──────── Records supplied
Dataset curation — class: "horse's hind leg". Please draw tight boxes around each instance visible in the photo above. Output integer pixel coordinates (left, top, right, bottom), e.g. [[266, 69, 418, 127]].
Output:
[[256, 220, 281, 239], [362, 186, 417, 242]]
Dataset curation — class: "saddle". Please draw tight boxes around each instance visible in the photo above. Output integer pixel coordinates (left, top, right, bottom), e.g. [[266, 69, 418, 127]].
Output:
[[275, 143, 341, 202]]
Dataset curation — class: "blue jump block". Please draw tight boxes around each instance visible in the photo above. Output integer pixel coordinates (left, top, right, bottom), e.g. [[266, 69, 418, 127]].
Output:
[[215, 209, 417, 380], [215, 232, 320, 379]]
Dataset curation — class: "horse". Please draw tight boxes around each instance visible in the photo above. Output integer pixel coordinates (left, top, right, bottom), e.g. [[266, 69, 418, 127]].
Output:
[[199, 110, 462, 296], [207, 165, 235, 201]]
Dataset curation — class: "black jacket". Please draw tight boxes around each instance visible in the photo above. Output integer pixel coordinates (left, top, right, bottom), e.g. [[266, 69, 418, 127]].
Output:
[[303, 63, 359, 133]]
────────────────
──────── Records supplied
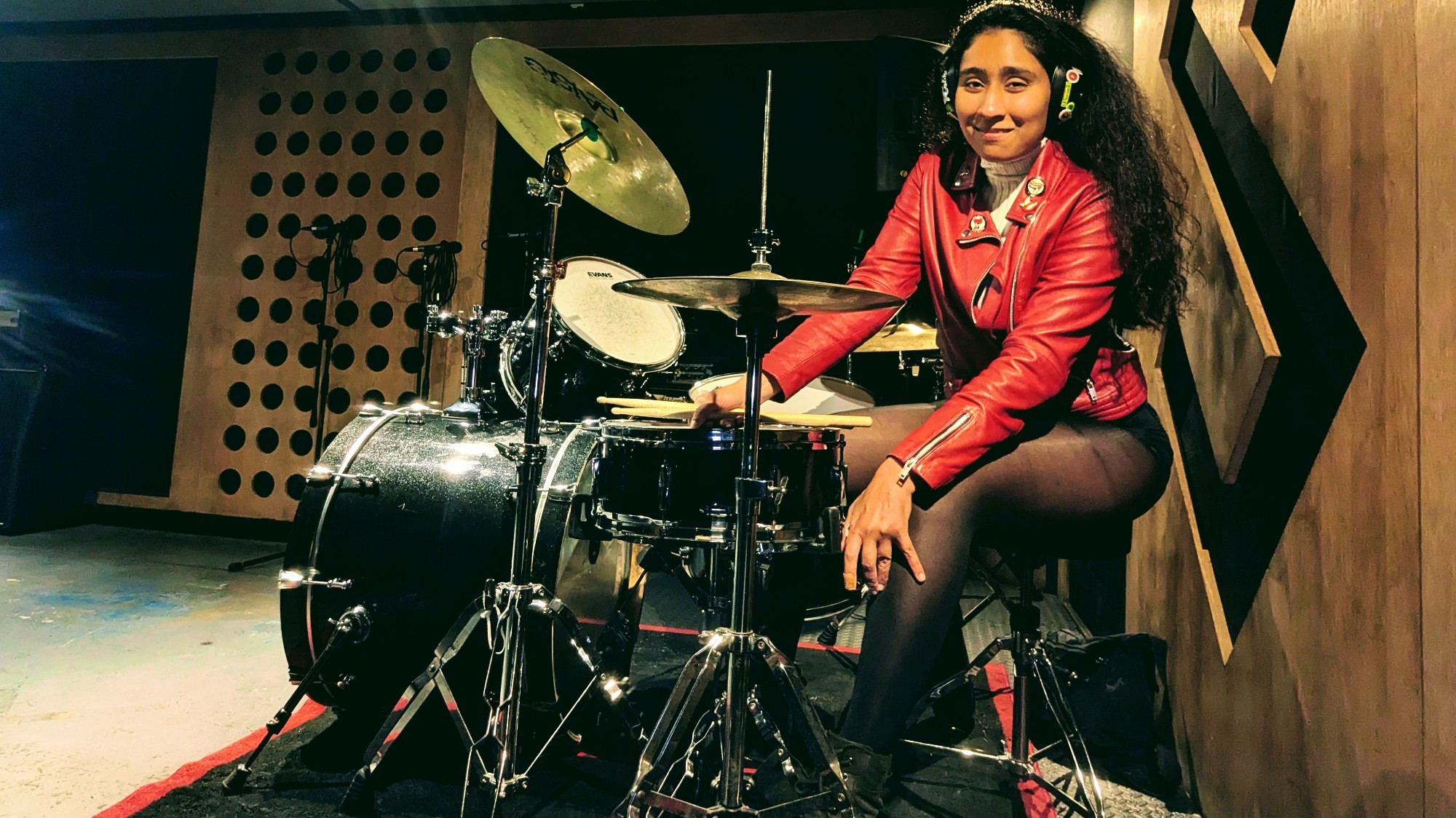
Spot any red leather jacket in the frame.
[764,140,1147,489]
────────────────
Description of the task. Count the lines in the items above that contain the word "right". Give only the number.

Result of the exercise. 5